● **TASK INSTRUCTIONS**
Can you reproduce word for word the lines beginning with the one containing "Where can the house" and continuing through the final line, both ends included?

● **SUPPLIED MATERIAL**
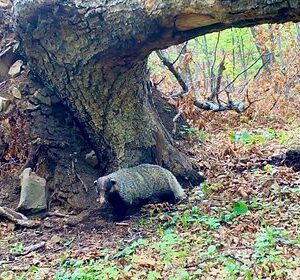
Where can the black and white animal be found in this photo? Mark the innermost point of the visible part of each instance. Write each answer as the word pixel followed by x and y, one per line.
pixel 136 186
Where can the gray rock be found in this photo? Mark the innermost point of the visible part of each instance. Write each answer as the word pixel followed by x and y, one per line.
pixel 91 158
pixel 42 98
pixel 33 192
pixel 16 68
pixel 54 99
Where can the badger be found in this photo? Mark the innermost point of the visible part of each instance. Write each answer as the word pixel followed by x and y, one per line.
pixel 136 186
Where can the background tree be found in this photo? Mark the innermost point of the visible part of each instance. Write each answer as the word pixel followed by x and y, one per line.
pixel 94 58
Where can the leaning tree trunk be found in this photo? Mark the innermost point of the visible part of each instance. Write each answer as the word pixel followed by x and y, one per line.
pixel 93 55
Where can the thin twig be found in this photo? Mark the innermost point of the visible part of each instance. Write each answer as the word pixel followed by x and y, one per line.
pixel 251 65
pixel 31 248
pixel 180 53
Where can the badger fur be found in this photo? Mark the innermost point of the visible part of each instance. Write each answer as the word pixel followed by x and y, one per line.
pixel 136 186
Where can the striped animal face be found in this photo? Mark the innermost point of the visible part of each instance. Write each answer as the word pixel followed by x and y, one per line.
pixel 104 187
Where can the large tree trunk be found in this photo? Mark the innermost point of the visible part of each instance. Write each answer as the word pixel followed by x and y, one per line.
pixel 93 55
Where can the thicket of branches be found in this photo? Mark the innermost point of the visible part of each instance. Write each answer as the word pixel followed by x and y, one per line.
pixel 251 70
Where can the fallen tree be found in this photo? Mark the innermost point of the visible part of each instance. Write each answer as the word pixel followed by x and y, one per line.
pixel 93 56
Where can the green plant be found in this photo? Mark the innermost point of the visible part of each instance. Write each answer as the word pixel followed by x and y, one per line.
pixel 131 248
pixel 16 248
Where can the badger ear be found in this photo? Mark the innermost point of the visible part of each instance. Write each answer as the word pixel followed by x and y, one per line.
pixel 114 185
pixel 113 181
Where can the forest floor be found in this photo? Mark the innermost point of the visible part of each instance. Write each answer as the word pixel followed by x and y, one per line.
pixel 242 223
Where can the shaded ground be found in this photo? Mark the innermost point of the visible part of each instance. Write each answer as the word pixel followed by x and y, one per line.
pixel 243 223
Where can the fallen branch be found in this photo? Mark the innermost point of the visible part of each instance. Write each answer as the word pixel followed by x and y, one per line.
pixel 31 248
pixel 18 218
pixel 58 214
pixel 210 106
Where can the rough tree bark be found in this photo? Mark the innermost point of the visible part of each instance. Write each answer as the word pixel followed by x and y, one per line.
pixel 93 55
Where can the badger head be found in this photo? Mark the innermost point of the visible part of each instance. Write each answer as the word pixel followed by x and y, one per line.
pixel 105 187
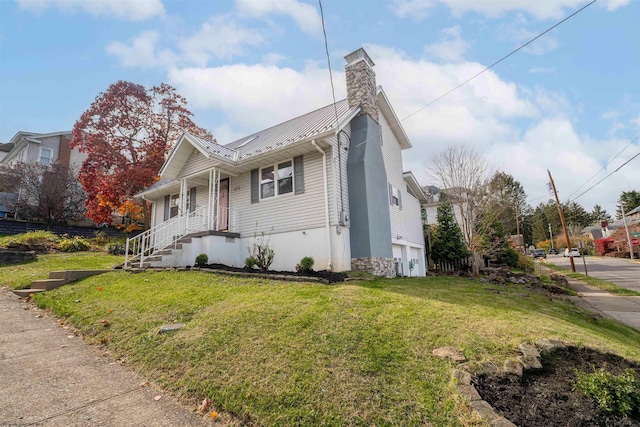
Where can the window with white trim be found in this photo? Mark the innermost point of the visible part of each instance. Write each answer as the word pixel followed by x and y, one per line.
pixel 276 180
pixel 46 156
pixel 174 205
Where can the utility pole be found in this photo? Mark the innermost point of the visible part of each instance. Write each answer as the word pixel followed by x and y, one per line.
pixel 518 230
pixel 624 219
pixel 564 225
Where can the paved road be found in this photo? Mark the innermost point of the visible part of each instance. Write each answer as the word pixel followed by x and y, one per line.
pixel 622 272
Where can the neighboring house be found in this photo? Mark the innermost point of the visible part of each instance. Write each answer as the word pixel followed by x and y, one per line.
pixel 315 186
pixel 43 148
pixel 633 214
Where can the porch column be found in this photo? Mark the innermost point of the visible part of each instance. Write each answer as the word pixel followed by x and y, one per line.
pixel 214 194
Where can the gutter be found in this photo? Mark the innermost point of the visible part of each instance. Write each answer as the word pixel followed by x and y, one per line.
pixel 326 200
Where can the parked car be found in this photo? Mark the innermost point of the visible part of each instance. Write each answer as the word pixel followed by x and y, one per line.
pixel 539 253
pixel 571 252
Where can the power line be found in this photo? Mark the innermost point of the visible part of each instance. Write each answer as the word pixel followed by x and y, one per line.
pixel 326 48
pixel 616 170
pixel 486 68
pixel 603 167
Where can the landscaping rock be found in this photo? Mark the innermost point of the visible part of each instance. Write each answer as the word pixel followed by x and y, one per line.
pixel 462 377
pixel 549 346
pixel 502 422
pixel 171 328
pixel 529 363
pixel 450 353
pixel 529 350
pixel 469 392
pixel 512 367
pixel 484 410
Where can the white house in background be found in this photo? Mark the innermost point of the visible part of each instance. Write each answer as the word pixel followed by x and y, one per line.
pixel 315 186
pixel 43 148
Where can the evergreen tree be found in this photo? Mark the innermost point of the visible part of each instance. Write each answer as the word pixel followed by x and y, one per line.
pixel 631 200
pixel 447 243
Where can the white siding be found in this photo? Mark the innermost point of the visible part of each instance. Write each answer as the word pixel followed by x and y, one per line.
pixel 289 212
pixel 197 163
pixel 406 222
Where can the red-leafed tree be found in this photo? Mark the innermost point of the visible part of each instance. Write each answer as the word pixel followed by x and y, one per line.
pixel 127 133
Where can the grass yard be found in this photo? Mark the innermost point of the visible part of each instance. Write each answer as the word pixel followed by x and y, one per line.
pixel 598 283
pixel 19 276
pixel 285 354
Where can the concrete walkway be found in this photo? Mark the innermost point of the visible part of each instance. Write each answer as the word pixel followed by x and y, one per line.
pixel 624 309
pixel 51 378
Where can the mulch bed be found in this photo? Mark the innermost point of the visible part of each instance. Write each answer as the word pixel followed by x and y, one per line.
pixel 547 398
pixel 330 276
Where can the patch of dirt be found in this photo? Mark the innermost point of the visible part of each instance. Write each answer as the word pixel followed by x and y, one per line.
pixel 548 399
pixel 330 276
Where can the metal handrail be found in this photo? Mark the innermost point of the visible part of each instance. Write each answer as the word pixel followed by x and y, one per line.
pixel 167 234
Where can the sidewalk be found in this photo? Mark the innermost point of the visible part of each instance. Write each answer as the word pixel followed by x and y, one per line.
pixel 51 378
pixel 624 309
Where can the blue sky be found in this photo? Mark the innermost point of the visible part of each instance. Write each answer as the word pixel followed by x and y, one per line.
pixel 568 103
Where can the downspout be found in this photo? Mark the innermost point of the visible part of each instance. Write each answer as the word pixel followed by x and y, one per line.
pixel 326 200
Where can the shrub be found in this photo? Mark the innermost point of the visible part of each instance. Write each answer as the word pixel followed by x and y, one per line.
pixel 262 252
pixel 39 241
pixel 616 394
pixel 116 247
pixel 526 263
pixel 250 262
pixel 202 260
pixel 73 244
pixel 306 265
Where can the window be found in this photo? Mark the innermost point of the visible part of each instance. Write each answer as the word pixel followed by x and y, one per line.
pixel 276 180
pixel 395 198
pixel 46 156
pixel 174 205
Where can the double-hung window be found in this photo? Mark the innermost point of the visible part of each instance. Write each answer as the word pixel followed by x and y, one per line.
pixel 46 156
pixel 276 180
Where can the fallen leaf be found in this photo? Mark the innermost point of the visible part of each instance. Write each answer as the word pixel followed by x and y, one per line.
pixel 204 406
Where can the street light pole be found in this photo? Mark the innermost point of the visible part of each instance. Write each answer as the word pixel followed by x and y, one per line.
pixel 624 220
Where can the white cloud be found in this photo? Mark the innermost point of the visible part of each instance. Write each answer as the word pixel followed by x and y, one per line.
pixel 254 97
pixel 451 46
pixel 415 9
pixel 221 37
pixel 141 53
pixel 547 9
pixel 542 70
pixel 130 10
pixel 305 15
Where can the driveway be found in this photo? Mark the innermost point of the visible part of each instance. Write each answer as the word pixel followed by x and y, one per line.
pixel 622 272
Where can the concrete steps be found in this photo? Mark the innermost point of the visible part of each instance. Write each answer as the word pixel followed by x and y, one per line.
pixel 55 280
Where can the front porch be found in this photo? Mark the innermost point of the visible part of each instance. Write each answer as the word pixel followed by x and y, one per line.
pixel 185 212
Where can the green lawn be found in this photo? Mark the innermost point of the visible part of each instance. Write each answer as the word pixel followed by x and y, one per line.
pixel 286 354
pixel 19 276
pixel 598 283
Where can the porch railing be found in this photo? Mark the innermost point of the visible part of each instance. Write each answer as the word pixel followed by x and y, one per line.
pixel 167 234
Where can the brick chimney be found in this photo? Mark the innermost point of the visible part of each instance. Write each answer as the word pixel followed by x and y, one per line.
pixel 361 83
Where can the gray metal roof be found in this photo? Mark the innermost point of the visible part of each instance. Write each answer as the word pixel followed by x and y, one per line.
pixel 297 129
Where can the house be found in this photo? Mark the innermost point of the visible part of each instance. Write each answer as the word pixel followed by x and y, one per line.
pixel 42 148
pixel 328 184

● **THE REPLY**
Where can the house be found in this photo? Mark the innermost point of the visible part of each instance. Write each answer as the word pixel followed by x and y, one per line.
pixel 42 148
pixel 328 184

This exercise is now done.